"Moi non plus, je ne te condamne pas."

     CINQUIÈME DIMANCHE DE CARÊME (C)

 

Évangile de Jésus Christ selon saint Jean 8, 1-11 

J

ésus s’était rendu au mont des Oliviers ; de bon matin, il retourna au temple de Jérusalem. Comme tout le peuple venait à lui, il s’assit et se mit à enseigner. Les scribes et les pharisiens lui amènent une femme qu’on avait surprise en train de commettre l’adultère. Ils la font avancer, et disent à Jésus : « Maître, cette femme a été prise en flagrant délit d’adultère. Or, dans la Loi, Moïse nous a ordonné de lapider ces femmes-là. Et toi, qu’en dis-tu ? » Ils parlaient ainsi pour le mettre à l’épreuve, afin de pouvoir l’accuser. Mais Jésus s’était baissé et, du doigt, il dessinait sur le sol. Comme on persistait à l’interroger, il se redressa et leur dit : « Celui d’entre vous qui est sans péché, qu’il soit le premier à lui jeter la pierre. » Et il se baissa de nouveau pour dessiner sur le sol. Quant à eux, sur cette réponse, ils s’en allaient l’un après l’autre, en commençant par les plus âgés. Jésus resta seul avec la femme en face de lui. Il se redressa et lui demanda : « Femme, où sont-ils donc? Alors, personne ne t’a condamnée ? » Elle répondit : « Personne, Seigneur. » Et Jésus lui dit : « Moi non plus, je ne te condamne pas. Va, et désormais ne pèche plus. »

Exercice proposé: Dans l'extrait de l'Évangile selon saint Jean, par qui commencent les départs des scribes et des pharisiens après la réponse de Jésus ?

Matériel fourni:
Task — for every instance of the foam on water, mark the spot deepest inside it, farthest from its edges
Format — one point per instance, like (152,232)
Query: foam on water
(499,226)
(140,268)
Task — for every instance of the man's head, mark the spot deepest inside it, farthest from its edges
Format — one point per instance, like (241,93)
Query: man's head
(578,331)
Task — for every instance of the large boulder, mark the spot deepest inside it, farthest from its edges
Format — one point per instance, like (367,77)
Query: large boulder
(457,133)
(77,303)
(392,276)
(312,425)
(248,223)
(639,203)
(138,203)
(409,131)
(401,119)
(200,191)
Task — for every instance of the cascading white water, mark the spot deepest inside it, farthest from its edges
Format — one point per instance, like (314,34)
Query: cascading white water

Réponse complète: Ils s'en vont l'un après l'autre, en commençant par les plus âgés.